__Selected passage__.
The Nebraska Medical Association is considering a review of managed-care plans that would grade how they use revenues and meet the needs of patients.
The association, the state's largest physician group, discussed the "report card" project at its annual session that concluded in Omaha last week.
"The proposal for a report card is still in the formative stage," said Christopher C. Caudill, M.D., a Lincoln cardiologist and new association president.
The society's resolution said large amounts of money are paid for health insurance, but it is difficult to determine how much of the premium dollar pays for care of patients.
Managed-care reports in other states found variations in percentages of premiums that pay for care and the percentages that go into operation of managed-care plans or into profits.
Caudill said the Nebraska Medical Association wants to be assured that premium dollars would not be siphoned from patient care and into profits. "We want to go beyond marketing material and try to obtain objective information," he said.
James A. Fosnaugh, M.D., of Lincoln, association secretary-treasurer, said, "I think good plans would not be reluctant to share information."
Association officials said a report card could cover more than the percentage of premium dollars devoted to patient care. It also might list information such as range of services, access to care, patient satisfaction and quality measurements, they said.
The association will look into what information is available from different sources and would like to hear from other groups interested in developing a report card, the officers said.
"We also would appreciate input from individuals who have ideas" for this undertaking, Fosnaugh said.
Allen D. Dvorak, M.D., of Omaha said the physicians' concerns are based in part on questions that come up in talking to patients.
The association's board will explore the report card proposal and make recommendations at a later meeting.
The association also said it will evaluate whether it should seek state legislation that would keep "gag rules" out of managed-care contracts. The officers do not know of any gag rule included in contracts in Nebraska, but nationally there have been reports of such contracts that prohibit doctors from discussing some care options with patients.

__Assigned task 1__. In the article on the managed-care report card, who is the association's secretary-treasurer?
__Assigned task 2__. Please transcribe the article on the managed-care report card, starting with "Allen D. Dvorak, M.D., of" and going on through "a later meeting.".

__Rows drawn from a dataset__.
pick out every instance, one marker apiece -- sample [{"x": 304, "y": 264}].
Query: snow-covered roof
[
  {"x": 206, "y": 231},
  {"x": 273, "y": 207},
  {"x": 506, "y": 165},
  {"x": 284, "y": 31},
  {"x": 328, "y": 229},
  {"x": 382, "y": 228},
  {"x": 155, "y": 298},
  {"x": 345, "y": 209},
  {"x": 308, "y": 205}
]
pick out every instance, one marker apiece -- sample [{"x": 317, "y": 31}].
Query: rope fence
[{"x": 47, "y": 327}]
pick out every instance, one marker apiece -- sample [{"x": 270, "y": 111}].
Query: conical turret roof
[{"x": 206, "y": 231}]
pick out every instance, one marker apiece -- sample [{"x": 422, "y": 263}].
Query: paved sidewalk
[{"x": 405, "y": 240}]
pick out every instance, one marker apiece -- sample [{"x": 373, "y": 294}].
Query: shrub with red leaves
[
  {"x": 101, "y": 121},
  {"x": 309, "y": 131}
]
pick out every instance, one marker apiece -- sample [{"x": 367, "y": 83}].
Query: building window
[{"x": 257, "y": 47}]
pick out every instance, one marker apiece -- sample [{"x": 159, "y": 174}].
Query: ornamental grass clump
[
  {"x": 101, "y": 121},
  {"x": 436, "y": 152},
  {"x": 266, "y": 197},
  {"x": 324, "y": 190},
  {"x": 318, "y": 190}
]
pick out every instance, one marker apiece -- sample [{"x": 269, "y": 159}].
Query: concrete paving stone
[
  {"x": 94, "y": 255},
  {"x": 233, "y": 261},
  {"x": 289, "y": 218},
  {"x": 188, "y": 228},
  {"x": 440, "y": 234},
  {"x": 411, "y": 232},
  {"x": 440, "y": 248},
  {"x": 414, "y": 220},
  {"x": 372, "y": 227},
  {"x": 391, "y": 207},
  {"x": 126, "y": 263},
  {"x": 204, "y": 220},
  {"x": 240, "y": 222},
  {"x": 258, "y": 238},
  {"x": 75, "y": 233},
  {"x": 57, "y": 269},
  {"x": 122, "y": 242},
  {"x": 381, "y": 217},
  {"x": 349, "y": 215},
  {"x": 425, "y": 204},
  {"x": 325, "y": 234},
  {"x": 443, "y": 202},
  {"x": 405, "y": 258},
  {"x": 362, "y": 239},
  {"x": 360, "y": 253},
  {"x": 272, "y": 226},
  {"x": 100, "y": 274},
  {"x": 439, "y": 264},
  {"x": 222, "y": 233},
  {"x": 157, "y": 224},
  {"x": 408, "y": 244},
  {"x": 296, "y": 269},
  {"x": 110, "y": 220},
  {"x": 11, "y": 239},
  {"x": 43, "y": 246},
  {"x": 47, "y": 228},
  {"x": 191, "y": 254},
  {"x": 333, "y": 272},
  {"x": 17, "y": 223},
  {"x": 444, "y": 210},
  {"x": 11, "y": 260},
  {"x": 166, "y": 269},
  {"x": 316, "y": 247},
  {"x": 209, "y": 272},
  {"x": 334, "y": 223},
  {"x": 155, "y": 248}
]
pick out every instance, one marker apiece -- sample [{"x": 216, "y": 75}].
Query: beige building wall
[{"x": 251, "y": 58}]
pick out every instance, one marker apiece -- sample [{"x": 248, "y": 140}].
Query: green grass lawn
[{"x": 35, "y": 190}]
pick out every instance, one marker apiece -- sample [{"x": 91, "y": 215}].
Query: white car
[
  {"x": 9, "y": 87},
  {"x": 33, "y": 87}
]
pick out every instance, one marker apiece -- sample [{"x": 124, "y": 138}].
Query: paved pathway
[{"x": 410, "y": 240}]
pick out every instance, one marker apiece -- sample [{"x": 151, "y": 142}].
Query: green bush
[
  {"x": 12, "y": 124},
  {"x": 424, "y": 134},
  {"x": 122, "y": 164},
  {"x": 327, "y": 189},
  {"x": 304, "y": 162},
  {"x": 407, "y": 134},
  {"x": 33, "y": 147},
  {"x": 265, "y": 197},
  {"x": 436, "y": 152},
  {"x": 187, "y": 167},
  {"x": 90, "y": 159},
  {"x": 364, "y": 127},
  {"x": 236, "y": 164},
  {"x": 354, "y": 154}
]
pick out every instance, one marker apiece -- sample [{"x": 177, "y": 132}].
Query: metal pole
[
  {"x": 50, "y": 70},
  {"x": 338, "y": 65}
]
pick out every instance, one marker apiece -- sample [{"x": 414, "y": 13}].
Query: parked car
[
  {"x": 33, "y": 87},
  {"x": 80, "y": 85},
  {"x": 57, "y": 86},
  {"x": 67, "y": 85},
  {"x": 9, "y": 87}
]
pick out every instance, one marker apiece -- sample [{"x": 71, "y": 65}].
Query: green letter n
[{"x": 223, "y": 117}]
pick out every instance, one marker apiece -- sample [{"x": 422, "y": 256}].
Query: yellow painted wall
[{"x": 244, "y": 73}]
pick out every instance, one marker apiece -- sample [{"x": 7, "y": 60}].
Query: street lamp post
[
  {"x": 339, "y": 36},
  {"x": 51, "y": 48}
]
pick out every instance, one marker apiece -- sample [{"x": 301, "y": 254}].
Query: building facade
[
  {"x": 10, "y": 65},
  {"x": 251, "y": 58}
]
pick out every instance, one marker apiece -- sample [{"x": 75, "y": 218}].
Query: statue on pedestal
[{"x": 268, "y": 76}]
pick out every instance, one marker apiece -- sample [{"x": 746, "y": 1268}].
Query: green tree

__Output 1__. James A. Fosnaugh, M.D., of Lincoln.

__Output 2__.
Allen D. Dvorak, M.D., of Omaha said the physicians' concerns are based in part on questions that come up in talking to patients.
The association's board will explore the report card proposal and make recommendations at a later meeting.